Stored records –
....
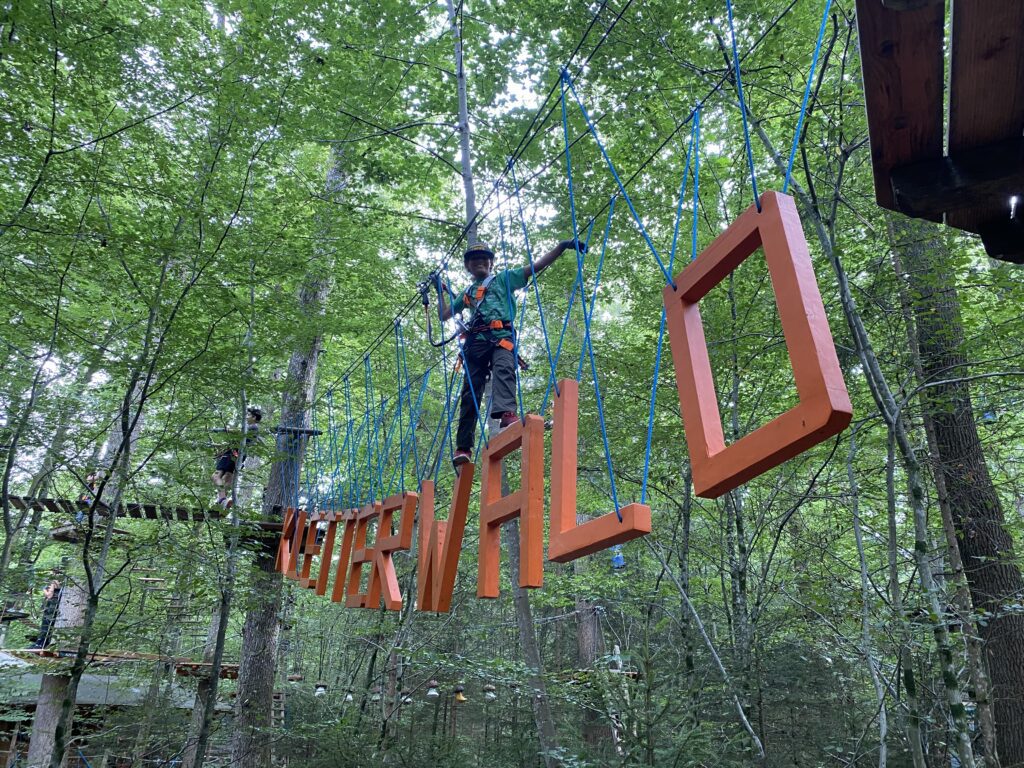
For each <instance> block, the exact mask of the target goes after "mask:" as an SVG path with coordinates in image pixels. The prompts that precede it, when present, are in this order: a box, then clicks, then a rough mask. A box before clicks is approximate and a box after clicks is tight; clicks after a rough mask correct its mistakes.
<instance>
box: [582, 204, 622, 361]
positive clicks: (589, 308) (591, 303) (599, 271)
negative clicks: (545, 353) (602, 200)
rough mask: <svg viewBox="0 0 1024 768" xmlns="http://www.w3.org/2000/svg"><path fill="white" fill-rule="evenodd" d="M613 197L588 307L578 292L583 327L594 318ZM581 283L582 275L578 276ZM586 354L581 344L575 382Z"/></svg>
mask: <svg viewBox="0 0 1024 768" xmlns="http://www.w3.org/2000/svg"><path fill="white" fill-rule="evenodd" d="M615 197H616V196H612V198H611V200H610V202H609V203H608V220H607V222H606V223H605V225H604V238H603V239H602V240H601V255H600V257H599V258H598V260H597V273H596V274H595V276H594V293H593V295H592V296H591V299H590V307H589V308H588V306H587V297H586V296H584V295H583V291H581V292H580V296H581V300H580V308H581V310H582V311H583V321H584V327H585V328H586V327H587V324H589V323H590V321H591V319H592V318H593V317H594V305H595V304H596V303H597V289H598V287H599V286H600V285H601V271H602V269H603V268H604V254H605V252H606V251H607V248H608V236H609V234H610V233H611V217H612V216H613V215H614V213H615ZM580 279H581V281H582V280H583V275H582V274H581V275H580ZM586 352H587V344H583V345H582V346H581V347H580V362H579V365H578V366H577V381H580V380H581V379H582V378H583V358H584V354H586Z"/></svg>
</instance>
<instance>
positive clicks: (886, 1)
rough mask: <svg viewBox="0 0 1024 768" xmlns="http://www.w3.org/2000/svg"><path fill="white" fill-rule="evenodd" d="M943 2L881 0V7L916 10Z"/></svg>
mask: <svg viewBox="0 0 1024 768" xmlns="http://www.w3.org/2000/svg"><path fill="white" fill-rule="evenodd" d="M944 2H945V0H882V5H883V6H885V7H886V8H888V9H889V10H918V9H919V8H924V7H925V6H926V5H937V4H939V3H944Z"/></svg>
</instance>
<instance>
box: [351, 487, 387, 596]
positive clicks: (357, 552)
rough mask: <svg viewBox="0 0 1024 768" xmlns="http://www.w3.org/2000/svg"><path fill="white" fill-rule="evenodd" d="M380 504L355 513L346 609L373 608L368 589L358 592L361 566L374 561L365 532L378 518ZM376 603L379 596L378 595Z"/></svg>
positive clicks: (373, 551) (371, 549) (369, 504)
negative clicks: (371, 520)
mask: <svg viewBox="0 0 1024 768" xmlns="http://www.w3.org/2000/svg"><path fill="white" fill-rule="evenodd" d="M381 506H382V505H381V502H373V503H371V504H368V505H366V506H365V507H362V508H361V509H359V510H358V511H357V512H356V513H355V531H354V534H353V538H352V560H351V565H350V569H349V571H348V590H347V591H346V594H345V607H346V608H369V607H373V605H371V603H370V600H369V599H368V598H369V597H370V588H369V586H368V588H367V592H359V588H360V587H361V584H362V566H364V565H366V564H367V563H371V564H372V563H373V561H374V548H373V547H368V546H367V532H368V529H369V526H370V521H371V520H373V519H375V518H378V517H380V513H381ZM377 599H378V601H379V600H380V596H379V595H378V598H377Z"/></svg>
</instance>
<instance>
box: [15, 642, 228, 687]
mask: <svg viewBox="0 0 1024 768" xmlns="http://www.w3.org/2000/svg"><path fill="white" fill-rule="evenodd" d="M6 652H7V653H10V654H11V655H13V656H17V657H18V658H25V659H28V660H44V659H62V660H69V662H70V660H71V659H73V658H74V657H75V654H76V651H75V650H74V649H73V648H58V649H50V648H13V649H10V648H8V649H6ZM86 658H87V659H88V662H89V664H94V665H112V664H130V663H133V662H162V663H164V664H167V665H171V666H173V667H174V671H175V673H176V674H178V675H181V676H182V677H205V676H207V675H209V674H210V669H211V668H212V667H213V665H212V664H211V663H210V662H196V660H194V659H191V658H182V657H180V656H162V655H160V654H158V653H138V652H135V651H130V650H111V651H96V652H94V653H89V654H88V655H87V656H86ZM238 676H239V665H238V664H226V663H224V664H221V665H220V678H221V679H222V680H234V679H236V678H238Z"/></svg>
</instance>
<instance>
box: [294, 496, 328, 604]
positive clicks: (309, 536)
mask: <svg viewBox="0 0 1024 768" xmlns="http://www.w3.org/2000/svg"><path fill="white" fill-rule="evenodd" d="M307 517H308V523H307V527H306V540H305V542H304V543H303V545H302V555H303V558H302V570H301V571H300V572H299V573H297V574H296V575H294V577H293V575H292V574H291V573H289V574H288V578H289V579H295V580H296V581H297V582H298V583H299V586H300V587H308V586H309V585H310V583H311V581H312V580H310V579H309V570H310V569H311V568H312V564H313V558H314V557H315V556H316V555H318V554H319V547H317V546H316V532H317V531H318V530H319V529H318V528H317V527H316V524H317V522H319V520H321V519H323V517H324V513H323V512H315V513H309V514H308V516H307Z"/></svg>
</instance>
....
DIRECTIONS FOR THIS TASK – Turn the rows above into a numbered list, one line per item, omitting any blank lines. Leave the pictures out of your answer.

EXERCISE RESULT –
1. For each <instance> block, the exact mask of the target goes after "mask:" as an SVG path with coordinates in image pixels. The prompts that precede it, when present, are in this order: a box, then clicks, then a rough mask. A box before clicks is approximate and a box after clicks is tight; clicks after a rough mask correct its mistakes.
2. <instance>
3. box: [582, 204, 622, 361]
4. positive clicks: (589, 308) (591, 303) (599, 271)
5. negative clicks: (545, 353) (602, 200)
6. rough mask: <svg viewBox="0 0 1024 768" xmlns="http://www.w3.org/2000/svg"><path fill="white" fill-rule="evenodd" d="M613 197L588 307L578 292L583 327L594 318ZM581 283L582 275L578 276ZM586 354L581 344L575 382Z"/></svg>
7. mask: <svg viewBox="0 0 1024 768" xmlns="http://www.w3.org/2000/svg"><path fill="white" fill-rule="evenodd" d="M615 197H616V196H612V198H611V200H610V202H609V203H608V220H607V222H606V223H605V225H604V238H603V239H602V240H601V255H600V257H599V258H598V260H597V273H596V274H595V276H594V293H593V295H592V296H591V299H590V307H589V308H588V306H587V297H586V296H584V295H583V291H581V292H580V296H581V300H580V308H581V310H582V311H583V321H584V327H585V328H586V327H587V324H589V323H590V321H591V319H592V318H593V317H594V305H595V304H596V303H597V289H598V287H599V286H600V285H601V271H602V269H603V268H604V254H605V252H606V251H607V248H608V236H609V234H610V233H611V217H612V216H613V215H614V213H615ZM580 279H581V281H582V280H583V275H582V274H581V275H580ZM586 352H587V344H583V345H582V346H581V347H580V362H579V365H578V366H577V381H580V380H581V379H582V378H583V358H584V354H586Z"/></svg>
8. </instance>
9. <instance>
10. positive clicks: (886, 1)
11. rough mask: <svg viewBox="0 0 1024 768" xmlns="http://www.w3.org/2000/svg"><path fill="white" fill-rule="evenodd" d="M943 2L881 0V7L916 10Z"/></svg>
12. mask: <svg viewBox="0 0 1024 768" xmlns="http://www.w3.org/2000/svg"><path fill="white" fill-rule="evenodd" d="M944 2H945V0H882V5H883V6H885V7H886V8H888V9H889V10H918V9H919V8H924V7H925V6H926V5H937V4H939V3H944Z"/></svg>
13. </instance>
14. <instance>
15. box: [351, 487, 387, 596]
16. positive clicks: (357, 552)
17. rough mask: <svg viewBox="0 0 1024 768" xmlns="http://www.w3.org/2000/svg"><path fill="white" fill-rule="evenodd" d="M380 504L355 513L346 609L373 608L368 589L358 592L361 566L374 561L365 532L378 518ZM376 603L379 596L378 595Z"/></svg>
18. positive clicks: (373, 551) (371, 549) (369, 504)
19. negative clicks: (371, 520)
20. mask: <svg viewBox="0 0 1024 768" xmlns="http://www.w3.org/2000/svg"><path fill="white" fill-rule="evenodd" d="M381 506H382V505H381V502H373V503H371V504H368V505H366V506H365V507H362V508H361V509H359V510H358V511H357V512H356V513H355V531H354V534H353V538H352V560H351V565H350V569H349V571H348V590H347V591H346V594H345V607H346V608H369V607H373V605H371V603H370V600H369V599H368V598H369V597H370V588H369V586H368V588H367V592H359V588H360V587H361V584H362V566H364V565H366V564H367V563H371V564H372V563H373V561H374V548H373V547H368V546H367V532H368V529H369V526H370V521H371V520H373V519H375V518H378V517H380V513H381ZM377 599H378V601H379V600H380V596H379V595H378V598H377Z"/></svg>
21. </instance>
22. <instance>
23. box: [15, 642, 228, 687]
24. mask: <svg viewBox="0 0 1024 768" xmlns="http://www.w3.org/2000/svg"><path fill="white" fill-rule="evenodd" d="M6 652H7V653H10V654H11V655H13V656H17V657H18V658H25V659H28V660H44V659H62V660H69V662H70V660H71V659H73V658H74V657H75V654H76V651H75V650H74V649H73V648H58V649H50V648H13V649H10V648H8V649H6ZM86 658H87V659H88V662H89V664H94V665H112V664H130V663H133V662H162V663H164V664H167V665H171V666H173V667H174V671H175V673H176V674H178V675H181V676H182V677H205V676H207V675H209V674H210V669H211V668H212V667H213V665H212V664H211V663H210V662H196V660H194V659H191V658H182V657H180V656H162V655H160V654H158V653H138V652H135V651H130V650H111V651H96V652H94V653H89V654H88V655H87V656H86ZM238 676H239V665H238V664H226V663H224V664H221V665H220V678H221V679H222V680H234V679H236V678H238Z"/></svg>
25. </instance>
26. <instance>
27. box: [294, 496, 328, 604]
28. positive clicks: (309, 536)
29. mask: <svg viewBox="0 0 1024 768" xmlns="http://www.w3.org/2000/svg"><path fill="white" fill-rule="evenodd" d="M307 517H308V523H307V527H306V540H305V542H304V543H303V545H302V555H303V558H302V570H301V571H300V572H299V573H297V574H296V575H294V577H293V575H292V574H291V573H289V574H288V578H289V579H295V580H296V581H297V582H298V583H299V586H300V587H308V586H309V585H310V583H311V581H312V580H310V579H309V570H310V569H311V568H312V564H313V558H314V557H315V556H316V555H318V554H319V547H317V546H316V532H317V531H318V530H319V529H318V528H317V527H316V524H317V522H319V520H321V519H323V517H324V513H323V512H315V513H309V514H308V516H307Z"/></svg>
30. </instance>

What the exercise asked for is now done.